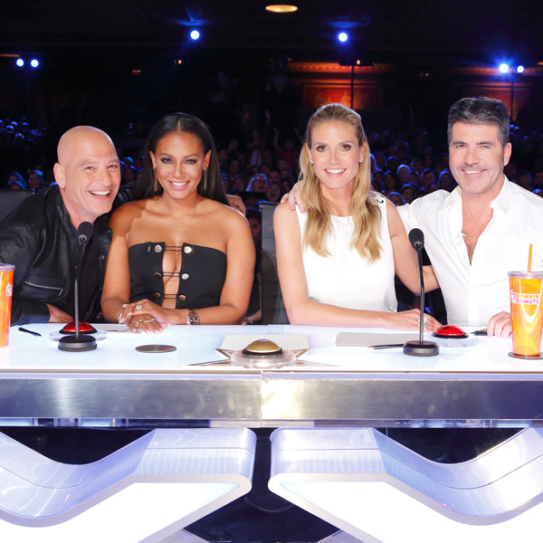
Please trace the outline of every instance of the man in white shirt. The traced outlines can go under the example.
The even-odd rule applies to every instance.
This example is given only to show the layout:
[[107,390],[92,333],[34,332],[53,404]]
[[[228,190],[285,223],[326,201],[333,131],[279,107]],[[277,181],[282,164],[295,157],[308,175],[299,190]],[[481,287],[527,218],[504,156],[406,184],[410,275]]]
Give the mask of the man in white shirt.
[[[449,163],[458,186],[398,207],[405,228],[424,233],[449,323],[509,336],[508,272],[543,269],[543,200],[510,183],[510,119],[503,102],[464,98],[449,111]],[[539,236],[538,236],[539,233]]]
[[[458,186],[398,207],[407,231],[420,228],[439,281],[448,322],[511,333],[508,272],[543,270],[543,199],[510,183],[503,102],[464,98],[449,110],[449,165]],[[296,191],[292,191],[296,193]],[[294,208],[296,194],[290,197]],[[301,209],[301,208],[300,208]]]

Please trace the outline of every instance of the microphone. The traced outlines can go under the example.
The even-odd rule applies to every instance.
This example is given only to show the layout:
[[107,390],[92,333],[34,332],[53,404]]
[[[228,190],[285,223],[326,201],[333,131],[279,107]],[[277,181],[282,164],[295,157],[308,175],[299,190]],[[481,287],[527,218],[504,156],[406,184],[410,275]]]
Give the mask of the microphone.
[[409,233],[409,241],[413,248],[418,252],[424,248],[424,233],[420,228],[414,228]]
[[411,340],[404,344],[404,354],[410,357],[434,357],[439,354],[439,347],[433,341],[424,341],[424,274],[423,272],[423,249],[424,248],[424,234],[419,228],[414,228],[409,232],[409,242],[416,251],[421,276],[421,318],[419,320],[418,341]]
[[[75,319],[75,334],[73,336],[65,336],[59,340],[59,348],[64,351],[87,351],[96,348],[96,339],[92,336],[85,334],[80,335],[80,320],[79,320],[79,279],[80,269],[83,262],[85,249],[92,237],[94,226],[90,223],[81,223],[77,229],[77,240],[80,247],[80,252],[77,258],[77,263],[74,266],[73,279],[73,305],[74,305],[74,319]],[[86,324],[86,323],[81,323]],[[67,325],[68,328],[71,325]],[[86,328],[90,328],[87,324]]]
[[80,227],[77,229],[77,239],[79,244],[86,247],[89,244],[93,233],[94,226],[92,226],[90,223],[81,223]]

· · · · ·

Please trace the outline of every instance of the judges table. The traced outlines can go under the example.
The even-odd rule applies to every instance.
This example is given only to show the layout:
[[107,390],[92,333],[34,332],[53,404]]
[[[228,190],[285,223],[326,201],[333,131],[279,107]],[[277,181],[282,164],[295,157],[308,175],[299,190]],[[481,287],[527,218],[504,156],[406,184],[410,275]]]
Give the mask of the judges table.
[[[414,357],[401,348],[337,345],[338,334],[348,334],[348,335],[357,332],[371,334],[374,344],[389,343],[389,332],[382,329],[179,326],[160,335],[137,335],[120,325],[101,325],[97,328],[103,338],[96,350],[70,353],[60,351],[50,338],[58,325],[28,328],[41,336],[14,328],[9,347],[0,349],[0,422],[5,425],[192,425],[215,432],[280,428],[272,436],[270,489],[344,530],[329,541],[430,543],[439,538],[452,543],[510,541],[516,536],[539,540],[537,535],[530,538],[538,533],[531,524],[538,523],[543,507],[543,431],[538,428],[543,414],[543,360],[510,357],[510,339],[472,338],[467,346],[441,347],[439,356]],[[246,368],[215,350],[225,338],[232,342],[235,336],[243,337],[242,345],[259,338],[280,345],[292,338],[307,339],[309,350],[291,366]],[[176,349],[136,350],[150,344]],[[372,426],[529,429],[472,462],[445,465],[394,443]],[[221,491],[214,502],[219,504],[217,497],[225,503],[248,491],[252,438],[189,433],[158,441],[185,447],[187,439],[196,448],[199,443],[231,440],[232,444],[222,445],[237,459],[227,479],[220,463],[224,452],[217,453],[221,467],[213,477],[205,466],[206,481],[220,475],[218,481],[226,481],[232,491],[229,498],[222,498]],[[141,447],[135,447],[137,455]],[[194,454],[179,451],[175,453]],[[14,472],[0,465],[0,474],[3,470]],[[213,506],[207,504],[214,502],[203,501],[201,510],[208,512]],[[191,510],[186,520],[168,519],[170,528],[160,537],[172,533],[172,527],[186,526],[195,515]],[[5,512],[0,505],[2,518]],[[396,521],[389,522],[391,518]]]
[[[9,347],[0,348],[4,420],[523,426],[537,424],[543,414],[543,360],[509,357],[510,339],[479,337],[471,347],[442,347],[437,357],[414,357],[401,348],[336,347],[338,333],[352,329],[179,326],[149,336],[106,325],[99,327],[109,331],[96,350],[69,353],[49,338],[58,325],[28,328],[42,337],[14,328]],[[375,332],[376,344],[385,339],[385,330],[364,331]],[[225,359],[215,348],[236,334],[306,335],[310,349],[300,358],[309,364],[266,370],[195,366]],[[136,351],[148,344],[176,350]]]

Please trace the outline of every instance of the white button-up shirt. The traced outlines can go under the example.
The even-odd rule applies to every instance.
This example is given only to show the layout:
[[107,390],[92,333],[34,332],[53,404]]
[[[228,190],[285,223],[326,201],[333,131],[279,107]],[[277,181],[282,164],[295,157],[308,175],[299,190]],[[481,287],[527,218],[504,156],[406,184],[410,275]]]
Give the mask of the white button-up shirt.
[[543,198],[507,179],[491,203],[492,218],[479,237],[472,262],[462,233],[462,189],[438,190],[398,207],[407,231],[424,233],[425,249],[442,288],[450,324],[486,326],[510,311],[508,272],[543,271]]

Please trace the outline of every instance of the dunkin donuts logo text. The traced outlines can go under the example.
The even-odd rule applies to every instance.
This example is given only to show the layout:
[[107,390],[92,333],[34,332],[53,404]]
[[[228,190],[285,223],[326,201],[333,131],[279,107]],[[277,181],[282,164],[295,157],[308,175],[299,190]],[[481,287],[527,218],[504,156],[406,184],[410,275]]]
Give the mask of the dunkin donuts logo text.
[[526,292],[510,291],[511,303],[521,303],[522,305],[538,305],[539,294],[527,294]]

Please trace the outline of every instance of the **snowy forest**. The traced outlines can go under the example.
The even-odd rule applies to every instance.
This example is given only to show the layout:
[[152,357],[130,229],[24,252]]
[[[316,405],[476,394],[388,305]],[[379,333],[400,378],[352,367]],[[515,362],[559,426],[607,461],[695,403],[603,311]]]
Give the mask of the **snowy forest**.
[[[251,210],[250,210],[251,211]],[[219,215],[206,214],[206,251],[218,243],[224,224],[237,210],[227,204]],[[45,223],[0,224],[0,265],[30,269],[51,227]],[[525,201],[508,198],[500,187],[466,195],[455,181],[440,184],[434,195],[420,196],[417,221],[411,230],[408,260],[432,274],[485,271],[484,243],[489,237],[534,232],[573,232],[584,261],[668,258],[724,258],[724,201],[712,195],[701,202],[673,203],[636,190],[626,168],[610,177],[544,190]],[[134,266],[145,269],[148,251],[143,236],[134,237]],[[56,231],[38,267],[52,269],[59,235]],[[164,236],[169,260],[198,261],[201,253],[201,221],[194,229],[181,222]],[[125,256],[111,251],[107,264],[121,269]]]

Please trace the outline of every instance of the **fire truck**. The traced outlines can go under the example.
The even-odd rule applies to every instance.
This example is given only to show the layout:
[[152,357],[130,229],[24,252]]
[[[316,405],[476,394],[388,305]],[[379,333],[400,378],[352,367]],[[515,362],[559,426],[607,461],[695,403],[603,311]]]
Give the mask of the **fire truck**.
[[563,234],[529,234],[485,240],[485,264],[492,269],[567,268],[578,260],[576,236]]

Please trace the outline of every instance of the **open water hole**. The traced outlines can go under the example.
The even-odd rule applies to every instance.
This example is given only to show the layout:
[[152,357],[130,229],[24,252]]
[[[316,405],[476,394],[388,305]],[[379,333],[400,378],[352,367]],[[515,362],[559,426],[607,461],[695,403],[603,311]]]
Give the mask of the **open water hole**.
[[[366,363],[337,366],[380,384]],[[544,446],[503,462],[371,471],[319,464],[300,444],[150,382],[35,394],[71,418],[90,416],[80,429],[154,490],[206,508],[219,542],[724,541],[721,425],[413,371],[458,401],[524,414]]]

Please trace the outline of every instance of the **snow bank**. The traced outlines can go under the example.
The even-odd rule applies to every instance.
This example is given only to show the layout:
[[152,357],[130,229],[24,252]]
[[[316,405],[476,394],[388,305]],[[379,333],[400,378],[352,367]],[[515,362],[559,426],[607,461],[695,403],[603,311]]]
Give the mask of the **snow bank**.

· · · · ·

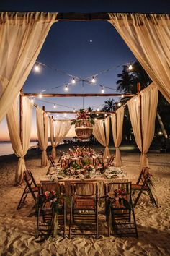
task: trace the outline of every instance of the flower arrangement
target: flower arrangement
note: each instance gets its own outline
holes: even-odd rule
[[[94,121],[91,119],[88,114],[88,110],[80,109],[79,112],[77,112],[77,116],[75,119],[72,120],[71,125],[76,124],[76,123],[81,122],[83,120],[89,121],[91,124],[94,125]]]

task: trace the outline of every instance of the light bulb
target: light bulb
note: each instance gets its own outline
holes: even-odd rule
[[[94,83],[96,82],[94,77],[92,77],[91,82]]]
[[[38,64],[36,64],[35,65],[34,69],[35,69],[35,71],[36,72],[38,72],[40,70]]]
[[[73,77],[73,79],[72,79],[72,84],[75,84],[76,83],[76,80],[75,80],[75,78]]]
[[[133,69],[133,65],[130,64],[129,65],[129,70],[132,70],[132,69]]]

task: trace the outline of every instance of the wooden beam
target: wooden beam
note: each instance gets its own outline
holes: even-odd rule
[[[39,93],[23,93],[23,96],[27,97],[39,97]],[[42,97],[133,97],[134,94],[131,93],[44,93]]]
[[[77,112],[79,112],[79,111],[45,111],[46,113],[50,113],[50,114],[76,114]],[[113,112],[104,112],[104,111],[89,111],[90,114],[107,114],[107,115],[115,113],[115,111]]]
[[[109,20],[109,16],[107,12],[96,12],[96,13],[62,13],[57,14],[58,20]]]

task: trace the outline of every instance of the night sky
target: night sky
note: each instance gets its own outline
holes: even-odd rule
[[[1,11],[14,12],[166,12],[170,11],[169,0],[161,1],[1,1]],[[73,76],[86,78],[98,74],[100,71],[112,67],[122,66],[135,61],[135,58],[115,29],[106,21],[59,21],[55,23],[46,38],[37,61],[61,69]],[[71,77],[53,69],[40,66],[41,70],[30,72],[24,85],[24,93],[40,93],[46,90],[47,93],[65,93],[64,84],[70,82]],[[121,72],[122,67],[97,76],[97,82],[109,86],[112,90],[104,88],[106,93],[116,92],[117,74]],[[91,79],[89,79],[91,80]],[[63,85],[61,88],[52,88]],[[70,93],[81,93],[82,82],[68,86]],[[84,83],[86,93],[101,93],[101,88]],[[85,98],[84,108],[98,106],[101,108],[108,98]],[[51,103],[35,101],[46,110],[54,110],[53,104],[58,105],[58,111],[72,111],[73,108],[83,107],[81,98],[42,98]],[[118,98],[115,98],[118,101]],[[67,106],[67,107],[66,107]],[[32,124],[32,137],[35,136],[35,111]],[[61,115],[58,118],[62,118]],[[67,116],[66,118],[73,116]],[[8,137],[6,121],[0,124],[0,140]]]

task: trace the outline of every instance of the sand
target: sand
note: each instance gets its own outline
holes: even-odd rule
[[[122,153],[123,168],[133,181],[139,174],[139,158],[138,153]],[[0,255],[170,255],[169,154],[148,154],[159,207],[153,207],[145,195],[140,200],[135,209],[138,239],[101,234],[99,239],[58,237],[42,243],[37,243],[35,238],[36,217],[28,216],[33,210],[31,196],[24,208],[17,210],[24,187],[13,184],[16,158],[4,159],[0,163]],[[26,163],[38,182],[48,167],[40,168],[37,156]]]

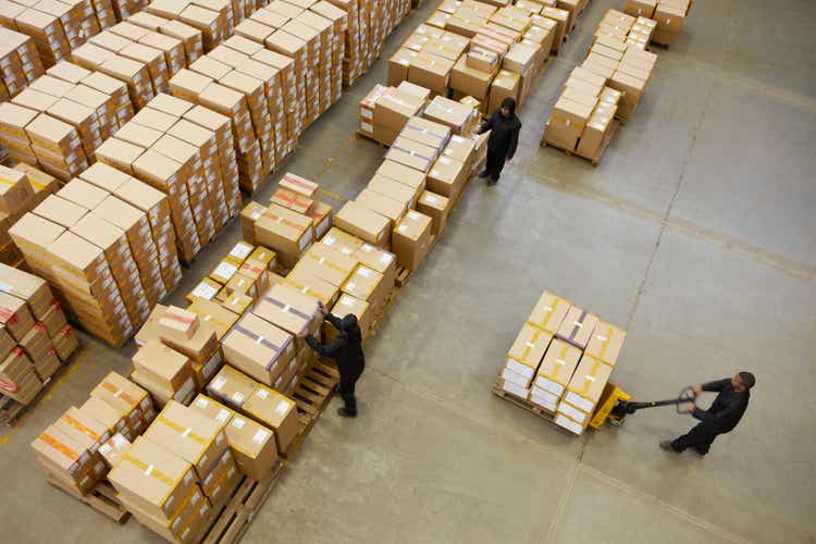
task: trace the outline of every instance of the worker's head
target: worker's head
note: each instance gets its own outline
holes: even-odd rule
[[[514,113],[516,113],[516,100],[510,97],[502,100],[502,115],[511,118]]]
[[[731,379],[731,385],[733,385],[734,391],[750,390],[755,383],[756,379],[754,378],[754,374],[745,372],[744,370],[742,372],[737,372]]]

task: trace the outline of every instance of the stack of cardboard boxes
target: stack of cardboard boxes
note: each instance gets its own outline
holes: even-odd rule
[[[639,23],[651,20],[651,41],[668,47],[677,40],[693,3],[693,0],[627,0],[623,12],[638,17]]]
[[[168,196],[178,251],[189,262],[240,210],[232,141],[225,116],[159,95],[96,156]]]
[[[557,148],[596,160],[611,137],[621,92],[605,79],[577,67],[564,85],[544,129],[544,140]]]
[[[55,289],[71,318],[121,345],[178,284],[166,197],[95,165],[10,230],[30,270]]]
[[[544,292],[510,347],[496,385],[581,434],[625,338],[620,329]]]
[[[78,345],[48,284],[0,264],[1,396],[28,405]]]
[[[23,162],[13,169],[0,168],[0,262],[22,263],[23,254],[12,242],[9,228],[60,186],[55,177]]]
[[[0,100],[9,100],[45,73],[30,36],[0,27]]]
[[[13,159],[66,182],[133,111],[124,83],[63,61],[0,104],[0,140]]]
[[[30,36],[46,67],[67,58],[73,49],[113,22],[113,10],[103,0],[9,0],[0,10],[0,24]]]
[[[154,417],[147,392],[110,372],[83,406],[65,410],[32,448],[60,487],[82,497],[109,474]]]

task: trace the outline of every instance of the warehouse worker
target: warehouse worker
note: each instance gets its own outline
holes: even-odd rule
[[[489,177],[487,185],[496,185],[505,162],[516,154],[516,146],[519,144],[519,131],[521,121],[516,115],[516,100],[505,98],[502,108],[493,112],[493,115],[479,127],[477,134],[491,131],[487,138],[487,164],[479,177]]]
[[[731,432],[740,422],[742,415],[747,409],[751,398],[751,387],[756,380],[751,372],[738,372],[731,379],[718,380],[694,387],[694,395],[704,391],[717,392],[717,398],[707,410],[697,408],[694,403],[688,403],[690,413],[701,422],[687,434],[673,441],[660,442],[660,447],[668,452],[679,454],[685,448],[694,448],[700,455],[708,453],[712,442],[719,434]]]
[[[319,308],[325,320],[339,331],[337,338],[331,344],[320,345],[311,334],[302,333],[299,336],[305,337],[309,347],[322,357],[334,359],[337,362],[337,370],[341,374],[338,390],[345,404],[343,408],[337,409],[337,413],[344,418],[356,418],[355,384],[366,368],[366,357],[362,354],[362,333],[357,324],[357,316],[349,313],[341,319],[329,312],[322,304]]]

· · · · ·

> _Description of the task_
Filter the material and copy each line that contains the string "head". Case counts.

> _Exercise solution_
task: trace the outline of every instance of the worker's head
target: worker's head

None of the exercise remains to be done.